5. De beoordeling van het geschil
5.1 Nu de feitelijke verwerving van het bedrijf te E door appellant plaatsvond in augustus 2005, brengt het in artikel VII van de gewijzigde Meststoffenwet neergelegde overgangsrecht mee dat het oude recht van toepassing is. Het geschil moet derhalve worden beoordeeld op grond van de Whv.
5.2 Het College overweegt allereerst dat in de tekst van artikel 17 Whv geen steun kan worden gevonden voor het standpunt dat het niet is toegestaan varkensrechten, afkomstig van een bedrijfslocatie gelegen in een bepaald concentratiegebied, te benutten op een locatie van hetzelfde bedrijf – in de zin van de Whv –, gelegen in een ander concentratiegebied. Naar uit het systeem van de Whv voortvloeit geldt dit ook voor de situatie na overdracht van een geheel bedrijf. Het in artikel 4 Wvm neergelegde verplaatsingsverbod van mestproductierechten kan hierin geen verandering brengen, aangezien dit verbod geen grond vormt de registratie van de overdracht van varkensrechten op grond van de Whv te weigeren of te beperken. De toepasselijkheid van dit artikel zou zich bovendien niet verdragen met de in artikel 17, derde lid, Whv neergelegde regeling, welke, in verbinding met artikel 1, aanhef en sub c, Whv, onder omstandigheden ruimte biedt voor (her)beoordeling van de vraag of een bepaald bedrijf al dan niet in een van de concentratiegebieden ligt. Ter zitting heeft verweerder te kennen gegeven dat zodanige toepassing van artikel 17, derde lid, Whv volgens hem heel wel in praktijk kan zijn gebracht. Hetgeen in de toelichting bij de Whv, alsmede in de toelichting bij de gewijzigde Meststoffenwet over de intentie van de wetgever wordt opgemerkt kan aan het vorenstaande evenmin afdoen.

### Opdrachten
a. Zet de alinea uit de tekst over varkensrechten die begint met "Het College overweegt allereerst" om in een beknopte opsomming en behoud daarbij de belangrijkste feiten.
b. Beantwoord de volgende vragen aan de hand van de tekst over varkensrechten.
(i) Wanneer vond de feitelijke verwerving van het bedrijf te E door appellant plaats?
(ii) In welk artikel van de gewijzigde Meststoffenwet staat het overgangsrecht?
(iii) In welk artikel van de Wvm staat het verplaatsingsverbod van mestproductierechten?
c. Zet de tekst over varkensrechten voort na de laatste zin die er staat.

### Gegevensoverzicht
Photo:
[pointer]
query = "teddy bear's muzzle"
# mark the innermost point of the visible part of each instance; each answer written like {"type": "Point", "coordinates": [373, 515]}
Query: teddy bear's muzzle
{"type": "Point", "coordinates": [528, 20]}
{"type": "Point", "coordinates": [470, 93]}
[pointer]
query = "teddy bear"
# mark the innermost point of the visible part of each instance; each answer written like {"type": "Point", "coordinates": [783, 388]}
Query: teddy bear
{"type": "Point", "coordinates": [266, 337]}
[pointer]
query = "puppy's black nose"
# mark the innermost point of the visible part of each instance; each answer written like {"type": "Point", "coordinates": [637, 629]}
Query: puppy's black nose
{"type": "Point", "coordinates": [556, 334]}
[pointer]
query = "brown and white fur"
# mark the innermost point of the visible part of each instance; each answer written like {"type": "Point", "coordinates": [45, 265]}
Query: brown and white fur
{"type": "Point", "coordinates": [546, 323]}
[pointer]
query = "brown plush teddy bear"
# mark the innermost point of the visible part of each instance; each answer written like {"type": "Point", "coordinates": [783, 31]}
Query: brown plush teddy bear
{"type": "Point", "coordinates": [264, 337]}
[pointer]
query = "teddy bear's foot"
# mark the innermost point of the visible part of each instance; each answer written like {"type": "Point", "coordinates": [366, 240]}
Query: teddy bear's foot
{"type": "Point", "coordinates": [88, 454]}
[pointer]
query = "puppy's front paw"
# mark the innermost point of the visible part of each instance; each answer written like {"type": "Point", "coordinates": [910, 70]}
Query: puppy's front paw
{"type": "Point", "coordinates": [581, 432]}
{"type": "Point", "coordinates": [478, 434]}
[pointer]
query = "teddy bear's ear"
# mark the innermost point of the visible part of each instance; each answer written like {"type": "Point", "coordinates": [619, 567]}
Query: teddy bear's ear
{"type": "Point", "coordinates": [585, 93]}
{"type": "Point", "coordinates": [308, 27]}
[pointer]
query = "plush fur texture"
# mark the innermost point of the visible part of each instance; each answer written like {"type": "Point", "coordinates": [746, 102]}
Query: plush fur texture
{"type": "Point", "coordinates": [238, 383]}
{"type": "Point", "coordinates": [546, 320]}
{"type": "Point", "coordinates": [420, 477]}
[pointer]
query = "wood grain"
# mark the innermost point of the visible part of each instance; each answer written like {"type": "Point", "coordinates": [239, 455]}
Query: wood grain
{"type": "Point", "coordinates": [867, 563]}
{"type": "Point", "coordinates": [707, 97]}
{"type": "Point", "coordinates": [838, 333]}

### Antwoorden per opdracht
a.
- Artikel 17 Whv steunt niet het standpunt dat varkensrechten van een bedrijfslocatie in het ene concentratiegebied niet benut mogen worden op een locatie van hetzelfde bedrijf in een ander concentratiegebied.
- Uit het systeem van de Whv volgt dat dit ook geldt na overdracht van een geheel bedrijf.
- Het verplaatsingsverbod van mestproductierechten in artikel 4 Wvm verandert dit niet. Het is geen grond om de registratie van de overdracht van varkensrechten te weigeren of te beperken.
- Toepassing van dat artikel zou bovendien botsen met artikel 17, derde lid, Whv. In verbinding met artikel 1, aanhef en sub c, Whv biedt die regeling onder omstandigheden ruimte voor (her)beoordeling van de vraag of een bedrijf in een concentratiegebied ligt.
- Verweerder heeft ter zitting verklaard dat zo'n toepassing van artikel 17, derde lid, Whv volgens hem heel wel in praktijk kan zijn gebracht.
- Wat de toelichtingen bij de Whv en bij de gewijzigde Meststoffenwet over de intentie van de wetgever zeggen, doet hier evenmin aan af.

b.
(i) In augustus 2005.
(ii) In artikel VII.
(iii) In artikel 4 Wvm.

c.
Gezien het vorenstaande kan buiten beschouwing blijven of artikel 4 Wvm op zichzelf verplaatsing van de in geding zijnde varkensrechten naar de locatie te B dan wel benutting van die rechten op die locatie verbiedt.
5.3 Op zichzelf biedt de Whv geen grondslag voor een beoordeling van de benutbaarheid van varkensrechten op een locatie van een bedrijf. Varkensrechten worden ingevolge de Whv per bedrijf geregistreerd. Het geschil tussen partijen spitst zich derhalve toe op de vraag of het door appellant te E verworven bedrijf moet worden geacht samen met zijn bedrijf te B één bedrijf te vormen, dan wel of ook na de verwerving van het bedrijf te E (nog steeds) sprake is van twee afzonderlijke bedrijven. In het eerste geval mogen de op het bedrijf rustende varkensrechten door appellant vrijelijk in het gehele bedrijf worden benut. In het tweede geval zal artikel 17, eerste lid, Whv aan de registratie van de verplaatsing van varkensrechten van E naar B, of omgekeerd, in de weg staan.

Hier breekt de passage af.